● **The request**
Could you repeat the rows below, from the start of the rows through the line containing "x=934, y=252", requests included, with every x and y coordinate in the answers increased by 92? Leave out the pictures and everything after that line.

○ ○ ○ ○

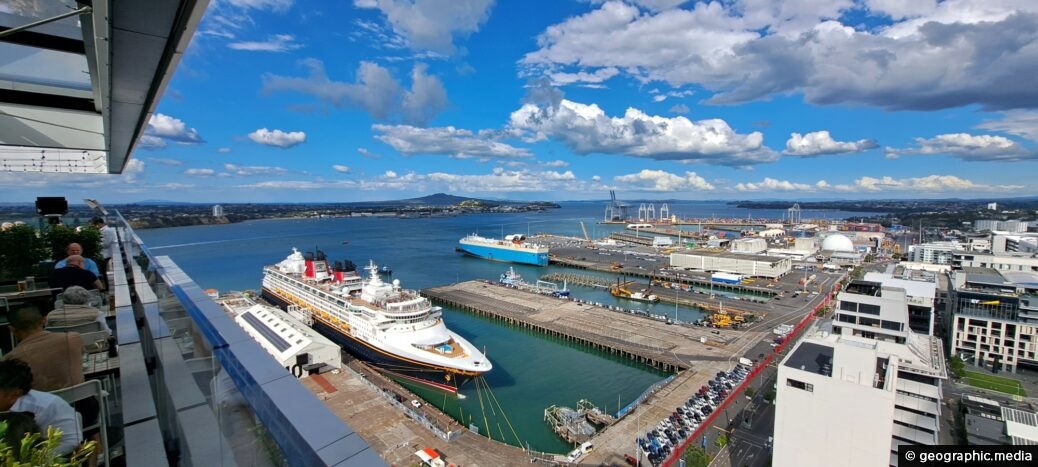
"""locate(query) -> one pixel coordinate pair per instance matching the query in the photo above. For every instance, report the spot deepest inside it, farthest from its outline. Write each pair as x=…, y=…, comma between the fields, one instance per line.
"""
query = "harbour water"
x=530, y=373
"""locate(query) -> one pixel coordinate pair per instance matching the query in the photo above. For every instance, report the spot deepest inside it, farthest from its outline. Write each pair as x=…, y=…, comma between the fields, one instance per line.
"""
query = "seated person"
x=56, y=358
x=76, y=310
x=49, y=410
x=76, y=249
x=74, y=274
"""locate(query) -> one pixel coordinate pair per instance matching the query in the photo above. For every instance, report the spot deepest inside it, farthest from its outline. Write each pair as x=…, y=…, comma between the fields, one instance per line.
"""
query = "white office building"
x=849, y=401
x=934, y=252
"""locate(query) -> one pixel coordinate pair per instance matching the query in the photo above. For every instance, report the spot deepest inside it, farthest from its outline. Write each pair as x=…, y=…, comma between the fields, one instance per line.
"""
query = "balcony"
x=193, y=388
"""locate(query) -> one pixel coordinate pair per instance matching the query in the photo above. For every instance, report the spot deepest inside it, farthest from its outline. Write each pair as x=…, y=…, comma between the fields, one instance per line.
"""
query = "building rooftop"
x=812, y=357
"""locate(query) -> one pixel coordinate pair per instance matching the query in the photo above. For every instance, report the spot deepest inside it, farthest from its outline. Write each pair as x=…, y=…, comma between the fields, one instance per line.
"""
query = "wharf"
x=665, y=347
x=395, y=430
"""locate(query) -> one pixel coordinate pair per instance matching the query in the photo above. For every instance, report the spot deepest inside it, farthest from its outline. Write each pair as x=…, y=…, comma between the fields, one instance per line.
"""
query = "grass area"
x=994, y=383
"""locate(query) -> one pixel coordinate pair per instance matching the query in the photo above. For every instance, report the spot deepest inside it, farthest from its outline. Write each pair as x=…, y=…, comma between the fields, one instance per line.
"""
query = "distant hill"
x=443, y=200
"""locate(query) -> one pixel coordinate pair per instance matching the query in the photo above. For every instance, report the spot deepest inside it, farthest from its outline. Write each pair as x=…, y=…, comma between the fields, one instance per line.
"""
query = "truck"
x=724, y=277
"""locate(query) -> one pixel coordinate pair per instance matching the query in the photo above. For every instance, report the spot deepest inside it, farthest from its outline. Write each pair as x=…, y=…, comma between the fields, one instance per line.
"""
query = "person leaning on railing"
x=74, y=274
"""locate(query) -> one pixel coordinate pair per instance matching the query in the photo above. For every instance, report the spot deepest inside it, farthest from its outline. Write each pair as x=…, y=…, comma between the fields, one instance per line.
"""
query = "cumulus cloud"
x=276, y=43
x=1019, y=122
x=163, y=128
x=585, y=129
x=949, y=184
x=432, y=24
x=769, y=184
x=160, y=161
x=665, y=182
x=968, y=147
x=908, y=55
x=245, y=170
x=818, y=143
x=448, y=140
x=277, y=138
x=375, y=91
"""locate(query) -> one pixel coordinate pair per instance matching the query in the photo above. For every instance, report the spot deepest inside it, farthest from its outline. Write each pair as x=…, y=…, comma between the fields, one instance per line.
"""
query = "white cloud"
x=585, y=129
x=904, y=55
x=950, y=184
x=968, y=147
x=163, y=128
x=160, y=161
x=818, y=143
x=1019, y=122
x=662, y=181
x=432, y=24
x=245, y=170
x=277, y=138
x=769, y=184
x=276, y=43
x=375, y=91
x=448, y=140
x=273, y=5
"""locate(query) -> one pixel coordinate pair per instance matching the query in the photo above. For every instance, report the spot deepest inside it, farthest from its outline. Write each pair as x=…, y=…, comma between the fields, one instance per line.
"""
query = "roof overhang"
x=76, y=93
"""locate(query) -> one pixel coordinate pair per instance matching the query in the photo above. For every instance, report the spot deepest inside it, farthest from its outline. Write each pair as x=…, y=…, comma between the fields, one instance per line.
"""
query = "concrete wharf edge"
x=491, y=301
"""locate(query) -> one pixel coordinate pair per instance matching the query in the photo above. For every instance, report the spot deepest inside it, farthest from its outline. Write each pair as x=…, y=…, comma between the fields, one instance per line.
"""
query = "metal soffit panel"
x=77, y=92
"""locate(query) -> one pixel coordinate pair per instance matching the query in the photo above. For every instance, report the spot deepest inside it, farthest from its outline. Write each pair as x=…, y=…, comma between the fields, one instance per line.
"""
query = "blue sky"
x=554, y=100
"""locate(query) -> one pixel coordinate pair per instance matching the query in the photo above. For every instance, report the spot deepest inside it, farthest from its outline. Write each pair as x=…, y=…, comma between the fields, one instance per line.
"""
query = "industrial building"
x=895, y=389
x=746, y=265
x=295, y=346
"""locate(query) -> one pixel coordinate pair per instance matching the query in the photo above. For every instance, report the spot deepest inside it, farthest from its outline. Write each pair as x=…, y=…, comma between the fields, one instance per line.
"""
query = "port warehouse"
x=744, y=265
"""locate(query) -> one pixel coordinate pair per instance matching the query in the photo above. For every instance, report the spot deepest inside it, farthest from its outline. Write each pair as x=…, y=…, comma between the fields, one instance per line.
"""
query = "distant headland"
x=169, y=214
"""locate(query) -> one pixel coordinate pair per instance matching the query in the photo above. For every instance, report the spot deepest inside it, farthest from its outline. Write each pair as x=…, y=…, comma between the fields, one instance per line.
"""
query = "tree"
x=697, y=457
x=957, y=364
x=21, y=250
x=33, y=451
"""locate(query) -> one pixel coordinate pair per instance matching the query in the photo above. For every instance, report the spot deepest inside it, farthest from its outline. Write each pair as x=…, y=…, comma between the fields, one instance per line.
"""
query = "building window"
x=868, y=309
x=892, y=325
x=800, y=385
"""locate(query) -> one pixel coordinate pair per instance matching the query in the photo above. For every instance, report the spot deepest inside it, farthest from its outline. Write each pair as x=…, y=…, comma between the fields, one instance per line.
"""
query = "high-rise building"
x=849, y=401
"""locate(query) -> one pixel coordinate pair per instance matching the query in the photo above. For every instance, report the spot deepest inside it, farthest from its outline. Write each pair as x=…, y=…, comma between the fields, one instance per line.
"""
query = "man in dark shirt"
x=74, y=274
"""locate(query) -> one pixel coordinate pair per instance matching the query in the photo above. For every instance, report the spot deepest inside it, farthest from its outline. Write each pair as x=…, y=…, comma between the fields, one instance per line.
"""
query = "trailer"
x=726, y=277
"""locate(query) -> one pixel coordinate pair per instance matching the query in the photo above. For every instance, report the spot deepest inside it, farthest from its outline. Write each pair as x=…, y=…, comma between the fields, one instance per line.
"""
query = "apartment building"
x=849, y=401
x=993, y=318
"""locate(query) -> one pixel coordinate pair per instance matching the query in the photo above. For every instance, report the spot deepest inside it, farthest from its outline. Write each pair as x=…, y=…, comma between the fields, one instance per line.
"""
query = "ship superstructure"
x=393, y=328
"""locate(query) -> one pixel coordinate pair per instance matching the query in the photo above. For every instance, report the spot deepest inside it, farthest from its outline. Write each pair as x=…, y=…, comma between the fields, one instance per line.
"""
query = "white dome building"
x=838, y=243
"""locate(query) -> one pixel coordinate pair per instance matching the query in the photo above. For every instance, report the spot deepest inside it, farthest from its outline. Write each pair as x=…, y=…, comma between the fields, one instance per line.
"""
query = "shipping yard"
x=692, y=353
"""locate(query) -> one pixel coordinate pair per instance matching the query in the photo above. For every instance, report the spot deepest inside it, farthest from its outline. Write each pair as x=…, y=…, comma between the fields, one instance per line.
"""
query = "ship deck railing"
x=193, y=388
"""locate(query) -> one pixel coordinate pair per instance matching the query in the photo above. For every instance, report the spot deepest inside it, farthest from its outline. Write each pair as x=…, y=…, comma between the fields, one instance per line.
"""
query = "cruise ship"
x=395, y=329
x=512, y=249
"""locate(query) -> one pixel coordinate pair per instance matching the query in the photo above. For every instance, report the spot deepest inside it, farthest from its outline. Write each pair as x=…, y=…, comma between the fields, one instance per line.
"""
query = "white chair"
x=90, y=389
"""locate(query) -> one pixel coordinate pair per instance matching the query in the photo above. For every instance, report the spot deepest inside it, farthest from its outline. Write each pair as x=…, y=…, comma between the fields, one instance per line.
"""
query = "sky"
x=285, y=101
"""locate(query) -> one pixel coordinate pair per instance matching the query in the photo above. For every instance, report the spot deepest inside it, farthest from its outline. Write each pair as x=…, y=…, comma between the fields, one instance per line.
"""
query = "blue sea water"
x=530, y=373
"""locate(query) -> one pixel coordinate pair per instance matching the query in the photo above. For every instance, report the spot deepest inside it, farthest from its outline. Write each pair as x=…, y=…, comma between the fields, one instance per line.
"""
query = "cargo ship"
x=394, y=329
x=513, y=248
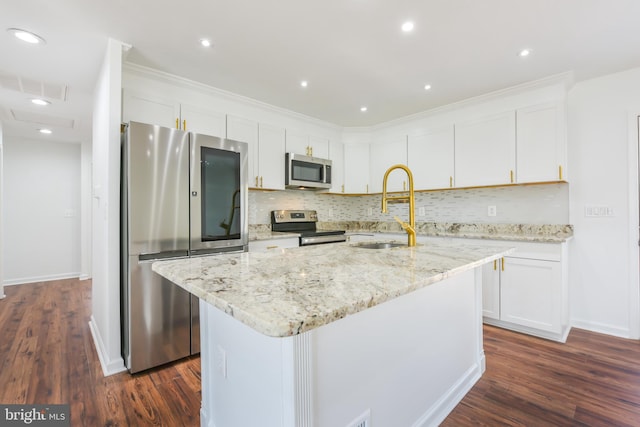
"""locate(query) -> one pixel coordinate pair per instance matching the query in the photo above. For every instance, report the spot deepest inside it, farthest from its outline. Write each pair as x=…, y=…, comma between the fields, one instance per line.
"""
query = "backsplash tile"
x=526, y=204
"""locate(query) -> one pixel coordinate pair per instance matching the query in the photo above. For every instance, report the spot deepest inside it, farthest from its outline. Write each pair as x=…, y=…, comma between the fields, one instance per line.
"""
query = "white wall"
x=41, y=210
x=85, y=210
x=2, y=239
x=603, y=277
x=105, y=298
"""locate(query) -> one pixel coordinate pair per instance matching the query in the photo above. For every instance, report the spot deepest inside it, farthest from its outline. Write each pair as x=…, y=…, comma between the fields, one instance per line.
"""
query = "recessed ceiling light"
x=407, y=26
x=40, y=101
x=26, y=36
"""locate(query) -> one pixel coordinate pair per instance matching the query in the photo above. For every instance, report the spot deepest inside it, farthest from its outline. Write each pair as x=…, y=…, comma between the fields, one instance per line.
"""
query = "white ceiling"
x=352, y=52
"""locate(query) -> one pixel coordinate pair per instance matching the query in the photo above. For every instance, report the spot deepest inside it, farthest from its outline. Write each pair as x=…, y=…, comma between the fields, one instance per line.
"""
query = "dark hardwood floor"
x=47, y=356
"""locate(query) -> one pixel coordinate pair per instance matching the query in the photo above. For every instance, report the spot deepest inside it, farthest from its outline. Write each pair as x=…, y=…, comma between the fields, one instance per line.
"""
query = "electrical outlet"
x=598, y=211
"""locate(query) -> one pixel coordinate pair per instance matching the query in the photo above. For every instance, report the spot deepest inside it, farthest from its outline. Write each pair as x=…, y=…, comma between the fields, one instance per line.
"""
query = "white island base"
x=406, y=362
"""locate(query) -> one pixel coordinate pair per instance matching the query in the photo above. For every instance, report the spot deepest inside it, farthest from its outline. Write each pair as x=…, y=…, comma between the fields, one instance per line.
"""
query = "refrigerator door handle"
x=162, y=255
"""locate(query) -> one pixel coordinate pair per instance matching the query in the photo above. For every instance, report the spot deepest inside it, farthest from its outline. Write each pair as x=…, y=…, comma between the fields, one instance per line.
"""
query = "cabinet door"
x=204, y=121
x=149, y=109
x=271, y=143
x=297, y=142
x=531, y=293
x=356, y=169
x=382, y=156
x=245, y=130
x=431, y=158
x=319, y=146
x=336, y=154
x=540, y=143
x=485, y=151
x=491, y=290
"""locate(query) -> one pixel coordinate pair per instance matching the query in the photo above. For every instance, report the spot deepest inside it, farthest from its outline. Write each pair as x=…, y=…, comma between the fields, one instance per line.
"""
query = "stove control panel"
x=293, y=216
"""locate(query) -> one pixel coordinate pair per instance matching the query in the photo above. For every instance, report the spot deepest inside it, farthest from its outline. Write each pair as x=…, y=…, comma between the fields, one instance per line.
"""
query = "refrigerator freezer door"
x=219, y=195
x=159, y=319
x=158, y=189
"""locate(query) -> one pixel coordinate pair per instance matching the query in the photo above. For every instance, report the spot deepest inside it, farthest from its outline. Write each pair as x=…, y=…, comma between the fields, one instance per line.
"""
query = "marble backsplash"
x=525, y=204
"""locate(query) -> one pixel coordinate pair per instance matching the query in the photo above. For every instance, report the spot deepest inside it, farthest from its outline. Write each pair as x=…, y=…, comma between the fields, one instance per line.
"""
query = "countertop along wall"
x=527, y=204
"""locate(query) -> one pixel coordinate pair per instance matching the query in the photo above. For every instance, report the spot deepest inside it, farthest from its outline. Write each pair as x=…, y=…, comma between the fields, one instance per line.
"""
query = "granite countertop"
x=542, y=233
x=290, y=291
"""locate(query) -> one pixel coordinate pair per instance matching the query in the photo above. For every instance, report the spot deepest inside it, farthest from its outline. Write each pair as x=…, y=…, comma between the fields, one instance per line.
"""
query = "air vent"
x=363, y=420
x=33, y=87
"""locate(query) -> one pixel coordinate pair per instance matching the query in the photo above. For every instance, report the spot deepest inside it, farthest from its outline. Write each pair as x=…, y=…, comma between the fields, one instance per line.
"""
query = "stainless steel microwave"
x=304, y=172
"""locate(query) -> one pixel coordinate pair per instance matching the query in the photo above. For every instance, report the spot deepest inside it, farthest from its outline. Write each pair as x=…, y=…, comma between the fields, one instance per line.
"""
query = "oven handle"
x=314, y=240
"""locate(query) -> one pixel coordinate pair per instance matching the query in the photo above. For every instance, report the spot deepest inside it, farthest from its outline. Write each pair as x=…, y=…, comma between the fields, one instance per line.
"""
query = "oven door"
x=219, y=195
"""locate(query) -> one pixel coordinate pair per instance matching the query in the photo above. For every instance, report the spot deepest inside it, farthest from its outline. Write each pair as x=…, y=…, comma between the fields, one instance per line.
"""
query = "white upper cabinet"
x=202, y=120
x=297, y=142
x=266, y=151
x=540, y=143
x=145, y=108
x=485, y=151
x=308, y=145
x=384, y=154
x=155, y=110
x=356, y=172
x=319, y=146
x=430, y=157
x=336, y=154
x=245, y=130
x=271, y=150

○ ○ ○ ○

● **Full solution**
"""locate(query) -> one pixel coordinate pair per instance matching the query in the photo above. For every instance, report the spot deepest inside it, farthest from its outline. Write each pair as x=…, y=…, comma between the fields, one instance per line.
"""
query = "harbour water"
x=622, y=465
"""locate(query) -> one pixel coordinate pair per instance matching the query in the photo above. For every instance, report the spot deepest inside it, farthest from its outline. Write each pair as x=…, y=…, comma between the fields, one instance per line.
"""
query = "seated person"
x=148, y=450
x=168, y=402
x=141, y=502
x=168, y=341
x=166, y=366
"""locate(query) -> one pixel coordinate pair per instance matching the query in the photo above. For every instance, report the spot deepest inside it, farthest from its outline. Write each pair as x=…, y=…, comma between the fields, one instance per line.
"""
query = "white office building"
x=941, y=493
x=1026, y=344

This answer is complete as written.